— Start Raw records —
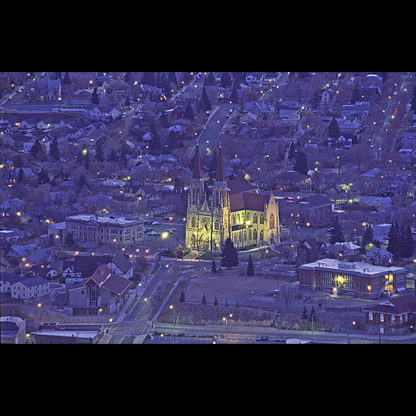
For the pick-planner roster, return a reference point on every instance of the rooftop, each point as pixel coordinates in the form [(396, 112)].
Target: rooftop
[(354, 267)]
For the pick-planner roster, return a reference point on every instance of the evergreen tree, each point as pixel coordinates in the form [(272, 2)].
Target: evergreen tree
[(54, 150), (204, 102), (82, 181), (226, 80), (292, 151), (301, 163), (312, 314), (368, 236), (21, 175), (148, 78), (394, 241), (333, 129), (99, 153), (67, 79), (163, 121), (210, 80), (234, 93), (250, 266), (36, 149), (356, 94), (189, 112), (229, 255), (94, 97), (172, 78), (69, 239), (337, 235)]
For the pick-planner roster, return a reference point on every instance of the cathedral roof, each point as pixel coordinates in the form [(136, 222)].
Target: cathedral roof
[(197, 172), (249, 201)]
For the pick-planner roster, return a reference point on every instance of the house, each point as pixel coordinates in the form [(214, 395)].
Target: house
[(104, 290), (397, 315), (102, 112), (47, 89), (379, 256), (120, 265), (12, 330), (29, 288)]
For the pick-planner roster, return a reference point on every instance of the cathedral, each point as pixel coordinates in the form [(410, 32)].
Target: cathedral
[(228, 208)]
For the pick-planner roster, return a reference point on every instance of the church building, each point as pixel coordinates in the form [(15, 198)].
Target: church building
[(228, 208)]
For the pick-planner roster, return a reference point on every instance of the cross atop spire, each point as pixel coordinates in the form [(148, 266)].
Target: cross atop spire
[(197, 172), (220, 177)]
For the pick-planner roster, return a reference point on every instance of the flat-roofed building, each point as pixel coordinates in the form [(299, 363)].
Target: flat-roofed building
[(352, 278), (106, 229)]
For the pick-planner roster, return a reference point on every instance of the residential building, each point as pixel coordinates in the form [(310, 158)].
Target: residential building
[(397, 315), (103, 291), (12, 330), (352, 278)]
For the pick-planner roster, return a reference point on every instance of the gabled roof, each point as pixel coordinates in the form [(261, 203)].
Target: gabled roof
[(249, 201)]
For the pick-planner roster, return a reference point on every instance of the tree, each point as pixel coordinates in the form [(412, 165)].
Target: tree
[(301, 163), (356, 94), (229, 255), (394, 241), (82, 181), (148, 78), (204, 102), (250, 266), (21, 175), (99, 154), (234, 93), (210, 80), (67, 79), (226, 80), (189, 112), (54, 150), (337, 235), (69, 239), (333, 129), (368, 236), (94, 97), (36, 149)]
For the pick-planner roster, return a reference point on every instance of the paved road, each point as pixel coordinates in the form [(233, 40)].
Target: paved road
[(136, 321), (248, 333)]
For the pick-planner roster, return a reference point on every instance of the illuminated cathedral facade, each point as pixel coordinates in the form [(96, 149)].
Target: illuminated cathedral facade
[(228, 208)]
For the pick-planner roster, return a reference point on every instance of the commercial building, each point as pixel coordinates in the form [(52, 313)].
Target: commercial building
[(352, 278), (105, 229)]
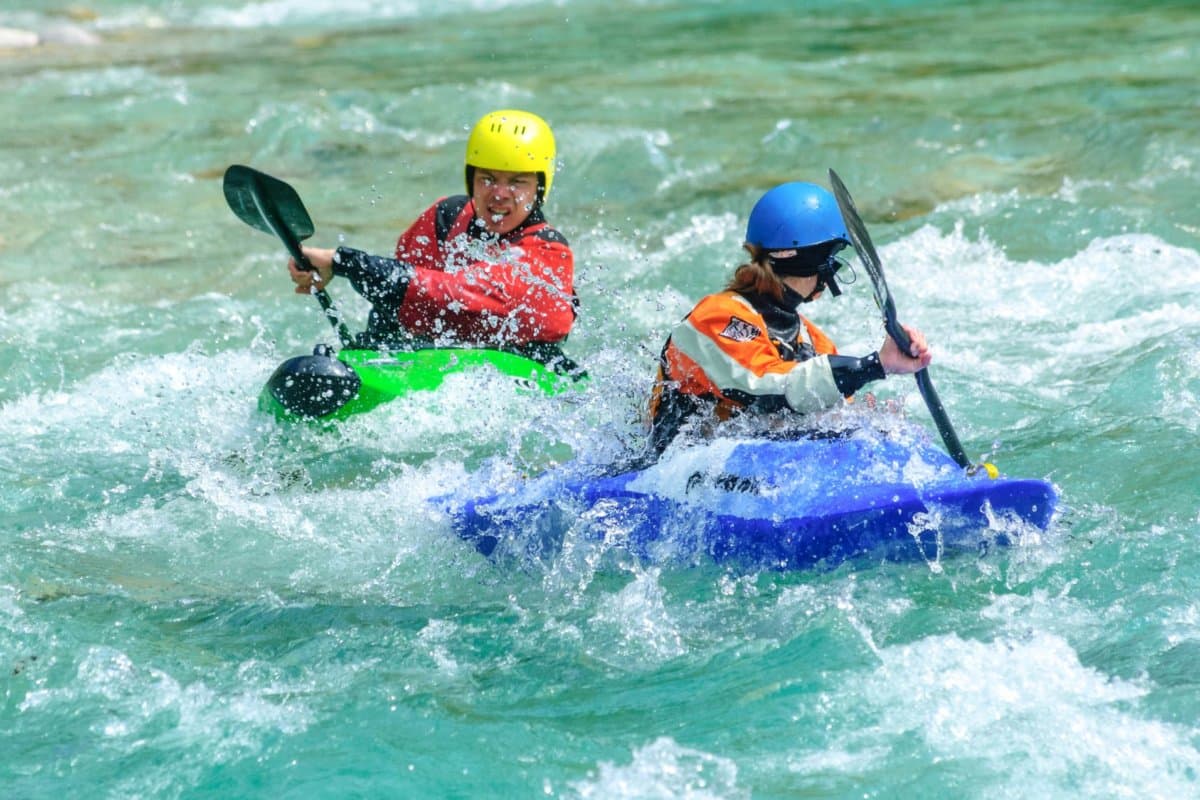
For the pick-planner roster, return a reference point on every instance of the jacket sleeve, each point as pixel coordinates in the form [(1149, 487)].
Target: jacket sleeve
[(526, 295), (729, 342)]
— End Raw records —
- [Task details] Copy every line of the records above word for word. Leave the pictures out of your copy.

- [Solution for this exercise]
For the pick-planner roster, return a reference point on every instance of the rooftop, each point as pixel coordinates in the form [(396, 112)].
Target: rooftop
[(354, 267)]
For the pick-planner roster, return a reference point on every instance of the evergreen tree, each point as pixel coordinates in the form [(272, 2)].
Target: evergreen tree
[(54, 150), (204, 102), (82, 181), (226, 80), (292, 151), (301, 163), (312, 314), (368, 236), (21, 175), (148, 78), (394, 241), (333, 129), (99, 153), (67, 79), (163, 121), (210, 80), (234, 93), (250, 266), (36, 149), (356, 94), (189, 112), (229, 255), (94, 97), (172, 78), (69, 239), (337, 235)]
For the pick-planner roster, return a reference point on every instance of the cathedral roof, each point as pixel coordinates in the form [(136, 222)].
Target: cathedral roof
[(197, 172), (249, 201)]
For the pick-planner roster, return a reference point on every instance of the house, each point as pixel coordinates in the form [(214, 395)].
Target: house
[(104, 290), (397, 315), (102, 112), (47, 89), (379, 256), (120, 265), (12, 330), (29, 288)]
For the pick-planner roster, return a reference point on every instance of the cathedral, each point as pixel coordinates in the form [(410, 32)].
Target: cathedral
[(228, 208)]
For the pick-planner roster, return a reference point on every instance of the church building, each point as pixel coordinates in the form [(15, 198)].
Target: church building
[(228, 208)]
For the pick-planner roster, return a reference point on every instance of the cross atop spire, each point as pixel coordinates in the form [(148, 266)].
Target: cross atop spire
[(197, 172), (220, 177)]
For the pick-planner roster, return a reference point on every instance of the flat-roofed building, each point as pixel coordinates in the form [(299, 363)].
Target: flat-roofed building
[(352, 278), (106, 229)]
For the pick-planner roster, return a reference point on every instance of the residential building, each point as pixel coordinates in the form [(310, 158)].
Target: residential building
[(397, 315), (103, 291), (12, 330), (352, 278)]
For the pick-planner roster, return a reference point on every instance of the gabled roof, each point as pixel coordinates in the form [(261, 203)].
Target: gabled roof
[(249, 201)]
For the pick-planner roster, return a reference point on every instance of the tree, each point as pixel coordinates in the form [(412, 165)].
Target: tree
[(301, 163), (356, 94), (229, 255), (394, 241), (82, 181), (148, 78), (204, 102), (250, 266), (21, 175), (99, 154), (234, 93), (210, 80), (67, 79), (226, 80), (189, 112), (54, 150), (337, 235), (69, 239), (333, 129), (368, 236), (94, 97), (36, 149)]
For the pick-planner roster, return a reference point on every instance of the paved road, each point as pixel coordinates in the form [(233, 40)].
Target: paved road
[(136, 321), (248, 333)]
For the pick-planner roster, return a reference point on every instance of the illuminated cathedral facade, each point as pixel coordinates in the form [(96, 149)].
Target: illuminated cathedral facade
[(228, 208)]
For the pick-planner roster, return a reference point on every instance of the commercial building, each point as pixel coordinates in the form [(52, 313)].
Target: commercial building
[(352, 278), (105, 229)]
For the pick-planner roster, return a reference point on every instance of the jacket sleeve, each point as pixel coordinates in the form [(1149, 487)].
Target: jacket sleeve
[(526, 295), (729, 342)]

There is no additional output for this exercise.